◆ TASK TO CARRY OUT: Can you turn every line of the material below into a JSON list of strings, one string per line, with the blank lines dropped?

◆ PROVIDED DATA:
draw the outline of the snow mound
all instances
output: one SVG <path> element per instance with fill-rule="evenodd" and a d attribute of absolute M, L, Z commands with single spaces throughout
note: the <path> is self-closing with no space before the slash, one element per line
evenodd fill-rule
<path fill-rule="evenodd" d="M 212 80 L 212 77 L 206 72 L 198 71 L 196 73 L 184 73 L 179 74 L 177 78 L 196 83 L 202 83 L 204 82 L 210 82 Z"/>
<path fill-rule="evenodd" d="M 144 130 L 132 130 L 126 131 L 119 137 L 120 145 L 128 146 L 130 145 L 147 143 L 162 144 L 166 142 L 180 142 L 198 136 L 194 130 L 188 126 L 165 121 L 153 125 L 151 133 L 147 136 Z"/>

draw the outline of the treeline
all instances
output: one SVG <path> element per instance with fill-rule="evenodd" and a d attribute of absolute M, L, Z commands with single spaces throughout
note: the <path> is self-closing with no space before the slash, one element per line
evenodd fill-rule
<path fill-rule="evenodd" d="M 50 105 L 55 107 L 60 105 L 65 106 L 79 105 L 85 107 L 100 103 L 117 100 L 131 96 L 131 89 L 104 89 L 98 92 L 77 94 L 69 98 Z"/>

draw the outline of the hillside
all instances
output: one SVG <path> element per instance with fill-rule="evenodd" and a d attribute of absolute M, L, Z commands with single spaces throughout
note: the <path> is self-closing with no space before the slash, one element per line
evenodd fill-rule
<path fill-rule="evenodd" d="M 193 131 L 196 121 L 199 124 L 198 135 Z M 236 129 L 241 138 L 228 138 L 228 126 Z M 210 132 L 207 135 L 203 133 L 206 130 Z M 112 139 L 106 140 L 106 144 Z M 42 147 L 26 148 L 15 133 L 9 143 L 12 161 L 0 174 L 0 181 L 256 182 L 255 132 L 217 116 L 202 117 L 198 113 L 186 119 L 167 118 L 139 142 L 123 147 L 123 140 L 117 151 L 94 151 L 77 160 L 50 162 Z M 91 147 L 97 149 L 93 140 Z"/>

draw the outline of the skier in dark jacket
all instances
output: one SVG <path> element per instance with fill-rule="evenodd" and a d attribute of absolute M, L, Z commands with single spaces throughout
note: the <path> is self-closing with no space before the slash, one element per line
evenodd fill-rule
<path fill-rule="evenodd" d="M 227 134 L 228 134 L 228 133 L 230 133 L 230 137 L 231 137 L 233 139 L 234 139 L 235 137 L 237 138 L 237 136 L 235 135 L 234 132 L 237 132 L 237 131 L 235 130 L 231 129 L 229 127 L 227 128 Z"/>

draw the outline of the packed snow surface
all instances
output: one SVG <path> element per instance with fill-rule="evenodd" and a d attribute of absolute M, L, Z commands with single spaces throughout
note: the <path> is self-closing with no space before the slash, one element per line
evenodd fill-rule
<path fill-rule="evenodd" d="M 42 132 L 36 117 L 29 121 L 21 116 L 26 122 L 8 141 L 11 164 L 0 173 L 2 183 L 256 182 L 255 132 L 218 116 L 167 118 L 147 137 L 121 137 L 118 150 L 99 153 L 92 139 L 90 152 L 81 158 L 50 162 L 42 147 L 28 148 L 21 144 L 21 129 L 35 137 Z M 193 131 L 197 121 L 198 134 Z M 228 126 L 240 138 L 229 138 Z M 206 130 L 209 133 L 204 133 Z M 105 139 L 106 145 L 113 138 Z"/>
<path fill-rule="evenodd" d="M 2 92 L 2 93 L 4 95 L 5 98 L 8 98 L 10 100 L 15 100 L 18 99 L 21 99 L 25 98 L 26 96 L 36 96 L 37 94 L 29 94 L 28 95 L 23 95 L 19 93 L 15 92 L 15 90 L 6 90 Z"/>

◆ TASK RESPONSE:
[
  "draw the outline of the snow mound",
  "all instances",
  "output: one SVG <path> element per instance with fill-rule=\"evenodd\" and a d attribute of absolute M, L, Z commands with single spaces throughout",
  "note: the <path> is self-closing with no space before the slash, one element per line",
  "evenodd fill-rule",
  "<path fill-rule=\"evenodd\" d=\"M 212 80 L 212 77 L 206 72 L 198 71 L 196 73 L 184 73 L 179 74 L 177 78 L 196 83 L 202 83 L 204 82 L 210 82 Z\"/>",
  "<path fill-rule=\"evenodd\" d=\"M 144 130 L 132 130 L 126 131 L 119 137 L 120 145 L 128 146 L 130 145 L 147 143 L 162 144 L 166 142 L 180 142 L 198 136 L 194 130 L 188 126 L 165 121 L 153 125 L 151 133 L 147 136 Z\"/>",
  "draw the outline of the treeline",
  "all instances",
  "output: one SVG <path> element per instance with fill-rule=\"evenodd\" and a d attribute of absolute M, L, Z commands with single spaces throughout",
  "note: the <path> is self-closing with no space before the slash, one element per line",
  "evenodd fill-rule",
  "<path fill-rule=\"evenodd\" d=\"M 50 105 L 55 107 L 60 105 L 65 106 L 79 105 L 85 107 L 100 103 L 117 100 L 131 96 L 131 89 L 104 89 L 98 92 L 77 94 L 69 98 Z\"/>",
  "draw the outline of the hillside",
  "all instances",
  "output: one SVG <path> element per instance with fill-rule=\"evenodd\" and a d attribute of absolute M, L, Z commands with single spaces throughout",
  "note: the <path> is self-closing with no space before the slash, one element per line",
  "evenodd fill-rule",
  "<path fill-rule=\"evenodd\" d=\"M 193 131 L 196 121 L 199 124 L 198 135 Z M 236 129 L 241 138 L 228 138 L 228 126 Z M 210 132 L 207 135 L 203 133 L 206 130 Z M 112 139 L 106 140 L 106 144 Z M 42 147 L 26 148 L 15 133 L 9 143 L 12 161 L 0 174 L 0 181 L 256 182 L 255 132 L 217 116 L 202 117 L 198 113 L 186 119 L 167 118 L 139 142 L 123 147 L 123 140 L 117 151 L 94 151 L 77 160 L 50 162 Z M 91 147 L 97 149 L 93 140 Z\"/>",
  "draw the outline of the skier in dark jacket",
  "all instances",
  "output: one SVG <path> element per instance with fill-rule=\"evenodd\" and a d attribute of absolute M, L, Z commands with single spaces throughout",
  "note: the <path> is self-closing with no space before the slash, one element per line",
  "evenodd fill-rule",
  "<path fill-rule=\"evenodd\" d=\"M 227 134 L 228 134 L 228 133 L 230 133 L 230 137 L 231 137 L 233 139 L 234 139 L 235 137 L 237 138 L 237 136 L 235 135 L 234 132 L 237 132 L 237 131 L 235 130 L 231 129 L 229 127 L 227 128 Z\"/>",
  "draw the outline of the packed snow surface",
  "all instances",
  "output: one SVG <path> element per instance with fill-rule=\"evenodd\" and a d attribute of absolute M, L, Z commands with single spaces throughout",
  "note: the <path> is self-closing with no space before the slash, one element per line",
  "evenodd fill-rule",
  "<path fill-rule=\"evenodd\" d=\"M 42 132 L 36 117 L 29 121 L 21 116 L 26 122 L 8 141 L 11 164 L 0 173 L 2 183 L 256 182 L 255 132 L 218 116 L 167 118 L 147 137 L 121 137 L 118 150 L 99 153 L 92 139 L 90 152 L 81 158 L 50 162 L 42 147 L 28 148 L 21 144 L 21 129 L 35 137 Z M 193 131 L 197 121 L 198 134 Z M 228 126 L 240 138 L 229 138 Z M 206 130 L 209 133 L 204 133 Z M 105 139 L 106 145 L 113 138 Z\"/>",
  "<path fill-rule=\"evenodd\" d=\"M 2 92 L 2 93 L 4 95 L 5 98 L 8 98 L 10 100 L 15 100 L 18 99 L 21 99 L 25 98 L 26 96 L 36 96 L 37 94 L 29 94 L 28 95 L 23 95 L 19 93 L 15 92 L 15 90 L 6 90 Z\"/>"
]